> _Required task 1_: Write out the passage on rope tension and transverse waves below, word for word and in full.

> _Text excerpt_:
——————————

These are the key concepts you need to understand to accurately answer the question.

Tension in a Rope
When considering the tension in a rope, think of it as the force that keeps the rope stretched, providing a certain rigidity to support itself. The tension arises primarily from the weight of the rope if it is hanging vertically. Here’s how:

  • If you consider a small part of the rope at a distance \( x \) from the lower end, the tension at that point results from the weight of the rope below \( x \).
  • The weight of this segment is equivalent to its mass multiplied by gravity (\( g \)).
  • The segment’s mass can be calculated using the fraction of total mass: \( \frac{mx}{L} \), where \( m \) is the total mass and \( L \) is the total length of the rope.

This means the tension \( T \) at distance \( x \) is \( T = (\frac{m}{L}) \cdot g \cdot x \). This formula shows how the tension varies with the position along the rope due to the force of gravity. This relationship is crucial for understanding the wave dynamics in ropes.
Transverse Wave
A transverse wave is a type of wave where the motion of the medium is perpendicular to the direction of the wave itself. In the case of a rope, such a wave causes the rope to move up and down as the wave moves along it.

The speed of a transverse wave on a rope is determined by the tension within the rope and its linear mass density. Understanding the tension, as we discussed, helps us predict how quickly the wave will propagate. For simplification:

  • Wave speed \( v \) is described by the formula \( v = \sqrt{\frac{T}{\mu}} \), where \( \mu \) is the linear mass density.

——————————

(Image object location listing)
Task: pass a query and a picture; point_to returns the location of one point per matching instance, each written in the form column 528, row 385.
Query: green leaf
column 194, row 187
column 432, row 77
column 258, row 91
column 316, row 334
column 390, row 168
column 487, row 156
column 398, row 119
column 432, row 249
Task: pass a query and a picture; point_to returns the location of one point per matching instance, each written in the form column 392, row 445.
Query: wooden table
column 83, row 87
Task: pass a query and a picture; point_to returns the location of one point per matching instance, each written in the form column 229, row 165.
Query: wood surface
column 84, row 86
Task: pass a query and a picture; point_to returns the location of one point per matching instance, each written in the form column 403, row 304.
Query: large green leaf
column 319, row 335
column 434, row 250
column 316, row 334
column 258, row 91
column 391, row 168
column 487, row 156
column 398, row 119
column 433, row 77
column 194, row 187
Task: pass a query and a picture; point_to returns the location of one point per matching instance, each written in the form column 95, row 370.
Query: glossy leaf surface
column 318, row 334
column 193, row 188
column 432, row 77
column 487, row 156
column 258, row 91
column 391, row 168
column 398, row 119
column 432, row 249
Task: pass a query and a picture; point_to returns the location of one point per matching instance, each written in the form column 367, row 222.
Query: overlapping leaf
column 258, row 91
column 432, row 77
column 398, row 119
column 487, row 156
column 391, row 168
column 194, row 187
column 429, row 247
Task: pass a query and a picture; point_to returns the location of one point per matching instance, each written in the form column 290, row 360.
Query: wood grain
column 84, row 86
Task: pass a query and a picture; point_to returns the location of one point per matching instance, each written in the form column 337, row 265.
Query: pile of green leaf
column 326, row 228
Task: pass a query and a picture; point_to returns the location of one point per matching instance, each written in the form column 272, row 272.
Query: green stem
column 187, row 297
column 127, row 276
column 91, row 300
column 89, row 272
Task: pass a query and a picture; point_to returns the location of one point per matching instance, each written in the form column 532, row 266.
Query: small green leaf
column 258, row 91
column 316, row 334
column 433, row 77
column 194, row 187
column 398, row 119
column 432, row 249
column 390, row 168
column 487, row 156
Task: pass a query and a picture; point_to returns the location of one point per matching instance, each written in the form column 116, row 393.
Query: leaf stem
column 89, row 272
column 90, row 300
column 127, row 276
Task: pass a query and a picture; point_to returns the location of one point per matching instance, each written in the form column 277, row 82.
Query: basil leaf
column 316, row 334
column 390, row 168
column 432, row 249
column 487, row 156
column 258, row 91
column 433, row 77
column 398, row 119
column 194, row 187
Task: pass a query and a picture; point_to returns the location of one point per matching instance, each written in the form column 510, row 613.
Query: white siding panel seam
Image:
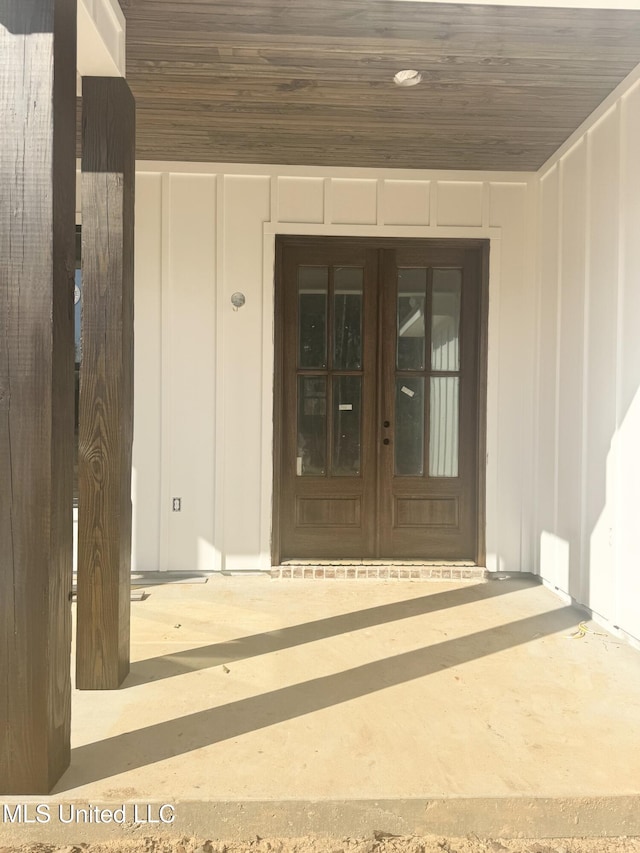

——————————

> _Required task 2_: How many lines of the listing above contain the string "leaf", with case counting? Reply with the number alone.

> _Full answer 1_:
These are the key concepts you need to understand to accurately answer the question.

Tension in a Rope
When considering the tension in a rope, think of it as the force that keeps the rope stretched, providing a certain rigidity to support itself. The tension arises primarily from the weight of the rope if it is hanging vertically. Here’s how:

  • If you consider a small part of the rope at a distance \( x \) from the lower end, the tension at that point results from the weight of the rope below \( x \).
  • The weight of this segment is equivalent to its mass multiplied by gravity (\( g \)).
  • The segment’s mass can be calculated using the fraction of total mass: \( \frac{mx}{L} \), where \( m \) is the total mass and \( L \) is the total length of the rope.

This means the tension \( T \) at distance \( x \) is \( T = (\frac{m}{L}) \cdot g \cdot x \). This formula shows how the tension varies with the position along the rope due to the force of gravity. This relationship is crucial for understanding the wave dynamics in ropes.
Transverse Wave
A transverse wave is a type of wave where the motion of the medium is perpendicular to the direction of the wave itself. In the case of a rope, such a wave causes the rope to move up and down as the wave moves along it.

The speed of a transverse wave on a rope is determined by the tension within the rope and its linear mass density. Understanding the tension, as we discussed, helps us predict how quickly the wave will propagate. For simplification:

  • Wave speed \( v \) is described by the formula \( v = \sqrt{\frac{T}{\mu}} \), where \( \mu \) is the linear mass density.

> _Full answer 2_: 8